▶ [STATED GOAL] Lay out the data below as a two-column CSV with the headers input and output, putting each text and its answer together on one row. Enclose every field in double quotes, turn line breaks into spaces, and leave out the pictures.

[Excerpts of bounding box data]
------------------------------------------------

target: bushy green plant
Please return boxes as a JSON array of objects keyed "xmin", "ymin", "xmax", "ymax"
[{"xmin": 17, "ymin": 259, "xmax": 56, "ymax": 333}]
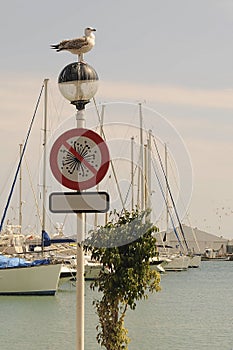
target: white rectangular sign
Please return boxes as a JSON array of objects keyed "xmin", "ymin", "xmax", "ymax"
[{"xmin": 49, "ymin": 192, "xmax": 109, "ymax": 213}]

------------------------------------------------

▶ [FULL OUTPUT]
input,output
"target: bushy green plant Please return boxes as a JSON array of objects keyed ""xmin"", ""ymin"", ""xmax"", ""ymax""","[{""xmin"": 17, ""ymin"": 259, ""xmax"": 56, ""ymax"": 333}]"
"target: white rectangular sign Please return boxes as a JSON array of objects keyed ""xmin"", ""ymin"", ""xmax"", ""ymax""","[{""xmin"": 49, ""ymin"": 192, ""xmax"": 109, ""ymax"": 213}]"